§ Work to complete: Print every line below without adding or leaving out a single word.

** Opening Data for this task block **

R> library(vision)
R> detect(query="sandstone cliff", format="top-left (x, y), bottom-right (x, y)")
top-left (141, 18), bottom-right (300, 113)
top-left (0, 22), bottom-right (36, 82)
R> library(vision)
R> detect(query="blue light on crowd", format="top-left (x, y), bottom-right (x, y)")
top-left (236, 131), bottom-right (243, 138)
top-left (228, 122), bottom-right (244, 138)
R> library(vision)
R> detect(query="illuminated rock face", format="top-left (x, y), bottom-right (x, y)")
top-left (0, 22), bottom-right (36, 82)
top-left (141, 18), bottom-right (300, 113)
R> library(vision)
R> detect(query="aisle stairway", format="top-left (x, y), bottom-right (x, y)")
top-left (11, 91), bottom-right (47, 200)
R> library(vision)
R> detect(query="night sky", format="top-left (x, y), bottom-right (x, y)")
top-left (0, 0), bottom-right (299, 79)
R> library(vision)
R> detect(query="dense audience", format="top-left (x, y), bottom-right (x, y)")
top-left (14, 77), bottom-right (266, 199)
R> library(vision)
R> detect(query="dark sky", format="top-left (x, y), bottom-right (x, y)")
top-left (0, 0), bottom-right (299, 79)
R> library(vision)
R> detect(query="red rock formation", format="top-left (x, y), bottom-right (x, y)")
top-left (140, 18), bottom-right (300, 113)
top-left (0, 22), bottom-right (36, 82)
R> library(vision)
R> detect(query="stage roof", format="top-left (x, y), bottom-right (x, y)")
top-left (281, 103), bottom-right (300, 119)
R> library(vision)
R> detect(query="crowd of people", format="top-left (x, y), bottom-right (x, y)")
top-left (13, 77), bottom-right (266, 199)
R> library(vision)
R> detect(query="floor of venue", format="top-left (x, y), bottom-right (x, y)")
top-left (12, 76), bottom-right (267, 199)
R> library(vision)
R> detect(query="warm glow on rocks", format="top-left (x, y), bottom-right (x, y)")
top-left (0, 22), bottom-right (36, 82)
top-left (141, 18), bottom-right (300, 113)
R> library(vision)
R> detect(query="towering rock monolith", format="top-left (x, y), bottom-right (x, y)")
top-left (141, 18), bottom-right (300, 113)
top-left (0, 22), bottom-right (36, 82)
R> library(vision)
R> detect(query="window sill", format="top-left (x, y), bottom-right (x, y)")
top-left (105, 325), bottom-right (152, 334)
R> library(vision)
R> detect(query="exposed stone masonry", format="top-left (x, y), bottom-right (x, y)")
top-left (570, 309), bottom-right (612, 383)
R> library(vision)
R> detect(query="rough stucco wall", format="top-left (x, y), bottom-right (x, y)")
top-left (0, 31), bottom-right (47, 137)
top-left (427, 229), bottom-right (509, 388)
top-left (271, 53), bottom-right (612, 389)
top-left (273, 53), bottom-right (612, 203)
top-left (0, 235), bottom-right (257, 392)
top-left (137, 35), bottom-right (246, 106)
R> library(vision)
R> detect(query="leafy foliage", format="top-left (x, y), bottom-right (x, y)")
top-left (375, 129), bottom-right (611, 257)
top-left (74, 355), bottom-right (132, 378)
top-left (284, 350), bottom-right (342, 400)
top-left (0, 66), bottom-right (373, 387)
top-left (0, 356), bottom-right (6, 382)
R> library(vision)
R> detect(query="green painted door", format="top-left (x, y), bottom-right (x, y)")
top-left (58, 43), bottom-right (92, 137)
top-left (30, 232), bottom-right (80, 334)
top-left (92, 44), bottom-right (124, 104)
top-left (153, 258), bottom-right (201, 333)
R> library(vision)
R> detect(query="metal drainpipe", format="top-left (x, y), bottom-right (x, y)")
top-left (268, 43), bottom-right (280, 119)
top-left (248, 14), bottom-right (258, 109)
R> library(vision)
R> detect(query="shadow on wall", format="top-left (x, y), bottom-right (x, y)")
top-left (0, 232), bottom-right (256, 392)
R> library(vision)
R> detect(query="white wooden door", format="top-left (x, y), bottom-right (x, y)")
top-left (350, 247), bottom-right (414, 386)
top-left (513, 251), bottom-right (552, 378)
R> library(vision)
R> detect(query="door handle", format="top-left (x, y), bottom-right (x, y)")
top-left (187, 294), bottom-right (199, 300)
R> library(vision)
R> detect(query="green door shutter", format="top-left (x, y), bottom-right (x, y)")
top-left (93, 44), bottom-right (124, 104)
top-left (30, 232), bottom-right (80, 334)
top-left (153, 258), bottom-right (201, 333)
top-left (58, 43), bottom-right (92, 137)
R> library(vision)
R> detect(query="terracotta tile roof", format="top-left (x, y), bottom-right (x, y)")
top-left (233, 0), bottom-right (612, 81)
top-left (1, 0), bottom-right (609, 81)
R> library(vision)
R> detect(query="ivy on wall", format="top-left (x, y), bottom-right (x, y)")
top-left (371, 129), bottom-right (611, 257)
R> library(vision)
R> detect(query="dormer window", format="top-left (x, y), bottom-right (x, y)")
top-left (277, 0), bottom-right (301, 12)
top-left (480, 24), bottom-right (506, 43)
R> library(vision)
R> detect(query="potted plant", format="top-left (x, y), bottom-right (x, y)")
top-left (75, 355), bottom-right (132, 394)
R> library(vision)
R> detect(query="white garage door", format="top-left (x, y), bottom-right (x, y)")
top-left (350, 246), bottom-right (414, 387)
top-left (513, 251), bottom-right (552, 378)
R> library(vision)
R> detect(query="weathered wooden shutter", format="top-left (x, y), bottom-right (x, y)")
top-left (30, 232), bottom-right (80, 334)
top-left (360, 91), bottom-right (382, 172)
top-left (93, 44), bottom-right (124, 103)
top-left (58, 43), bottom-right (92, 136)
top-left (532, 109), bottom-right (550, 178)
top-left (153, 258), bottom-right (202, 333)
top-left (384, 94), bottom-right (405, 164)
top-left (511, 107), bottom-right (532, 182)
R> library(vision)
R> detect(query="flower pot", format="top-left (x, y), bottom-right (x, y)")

** Closing Data for this task block **

§ Result:
R> library(vision)
R> detect(query="sandstone cliff", format="top-left (x, y), bottom-right (x, y)")
top-left (141, 18), bottom-right (300, 113)
top-left (0, 22), bottom-right (36, 82)
R> library(vision)
R> detect(query="blue light on crowd", format="top-left (x, y), bottom-right (x, y)")
top-left (236, 131), bottom-right (243, 138)
top-left (228, 122), bottom-right (244, 138)
R> library(vision)
R> detect(query="illuminated rock face", format="top-left (x, y), bottom-right (x, y)")
top-left (0, 22), bottom-right (36, 82)
top-left (141, 18), bottom-right (300, 113)
R> library(vision)
R> detect(query="aisle stairway", format="top-left (x, y), bottom-right (x, y)")
top-left (11, 91), bottom-right (47, 200)
R> library(vision)
R> detect(query="night sky", format="top-left (x, y), bottom-right (x, y)")
top-left (0, 0), bottom-right (299, 79)
R> library(vision)
R> detect(query="dense audience", format="top-left (x, y), bottom-right (x, y)")
top-left (14, 77), bottom-right (266, 199)
R> library(vision)
R> detect(query="dark sky", format="top-left (x, y), bottom-right (x, y)")
top-left (0, 0), bottom-right (299, 79)
R> library(vision)
R> detect(query="red rock formation", format="top-left (x, y), bottom-right (x, y)")
top-left (140, 18), bottom-right (300, 113)
top-left (0, 22), bottom-right (36, 82)
R> library(vision)
R> detect(query="stage roof", format="top-left (x, y), bottom-right (x, y)")
top-left (281, 103), bottom-right (300, 119)
R> library(vision)
R> detect(query="crowd of people", format="top-left (x, y), bottom-right (x, y)")
top-left (13, 77), bottom-right (266, 199)
R> library(vision)
R> detect(query="floor of venue", format="top-left (x, y), bottom-right (x, y)")
top-left (12, 76), bottom-right (267, 199)
R> library(vision)
R> detect(query="warm glow on rocks", format="top-left (x, y), bottom-right (x, y)")
top-left (0, 22), bottom-right (36, 82)
top-left (141, 18), bottom-right (300, 113)
R> library(vision)
R> detect(query="towering rock monolith", format="top-left (x, y), bottom-right (x, y)")
top-left (141, 18), bottom-right (300, 113)
top-left (0, 22), bottom-right (36, 82)
R> library(vision)
R> detect(query="window sill", format="top-left (x, y), bottom-right (x, y)")
top-left (105, 325), bottom-right (152, 334)
R> library(vision)
R> detect(query="exposed stone masonry", format="top-left (x, y), bottom-right (x, y)")
top-left (570, 309), bottom-right (612, 383)
R> library(vision)
R> detect(query="rough stucco wall", format="top-left (x, y), bottom-right (x, y)")
top-left (0, 31), bottom-right (47, 137)
top-left (427, 229), bottom-right (509, 388)
top-left (271, 53), bottom-right (612, 389)
top-left (273, 53), bottom-right (612, 203)
top-left (0, 235), bottom-right (257, 392)
top-left (137, 35), bottom-right (246, 106)
R> library(vision)
R> detect(query="leafy foliage", format="top-left (x, y), bottom-right (x, y)")
top-left (375, 129), bottom-right (611, 257)
top-left (74, 355), bottom-right (132, 378)
top-left (284, 350), bottom-right (342, 400)
top-left (0, 66), bottom-right (373, 387)
top-left (0, 356), bottom-right (6, 382)
R> library(vision)
R> detect(query="green painted door", format="top-left (x, y), bottom-right (x, y)")
top-left (58, 43), bottom-right (92, 137)
top-left (30, 232), bottom-right (80, 334)
top-left (92, 44), bottom-right (124, 104)
top-left (153, 258), bottom-right (201, 333)
R> library(vision)
R> detect(query="metal drainpipe", format="top-left (x, y), bottom-right (x, y)")
top-left (268, 43), bottom-right (280, 119)
top-left (248, 14), bottom-right (258, 109)
R> library(vision)
R> detect(query="shadow on wall", format="top-left (x, y), bottom-right (x, y)")
top-left (0, 232), bottom-right (256, 392)
R> library(vision)
R> detect(query="white wooden door", format="top-left (x, y), bottom-right (x, y)")
top-left (350, 247), bottom-right (414, 386)
top-left (513, 251), bottom-right (552, 378)
R> library(vision)
R> detect(query="door handle", format="top-left (x, y), bottom-right (x, y)")
top-left (187, 294), bottom-right (199, 300)
R> library(vision)
R> detect(query="green door shutter", format="top-left (x, y), bottom-right (x, y)")
top-left (93, 44), bottom-right (124, 104)
top-left (30, 232), bottom-right (80, 334)
top-left (153, 258), bottom-right (201, 333)
top-left (58, 43), bottom-right (92, 137)
R> library(vision)
R> detect(query="terracotta tile roof", format="top-left (x, y), bottom-right (x, y)")
top-left (233, 0), bottom-right (612, 81)
top-left (1, 0), bottom-right (609, 81)
R> library(vision)
R> detect(query="ivy on wall", format="top-left (x, y), bottom-right (x, y)")
top-left (371, 129), bottom-right (611, 257)
R> library(vision)
R> detect(query="dormer window", format="top-left (x, y), bottom-right (x, y)")
top-left (277, 0), bottom-right (301, 12)
top-left (480, 24), bottom-right (506, 43)
R> library(vision)
R> detect(query="potted plant", format="top-left (x, y), bottom-right (x, y)")
top-left (75, 355), bottom-right (132, 394)
R> library(vision)
R> detect(query="white garage door", format="top-left (x, y), bottom-right (x, y)")
top-left (350, 246), bottom-right (414, 387)
top-left (513, 251), bottom-right (552, 378)
R> library(vision)
R> detect(query="weathered wooden shutter", format="top-left (x, y), bottom-right (x, y)")
top-left (30, 232), bottom-right (80, 334)
top-left (360, 91), bottom-right (382, 172)
top-left (93, 44), bottom-right (124, 103)
top-left (58, 43), bottom-right (92, 136)
top-left (532, 109), bottom-right (550, 178)
top-left (153, 258), bottom-right (202, 333)
top-left (384, 94), bottom-right (405, 164)
top-left (511, 107), bottom-right (532, 182)
R> library(vision)
R> detect(query="flower pot", format="top-left (x, y), bottom-right (x, y)")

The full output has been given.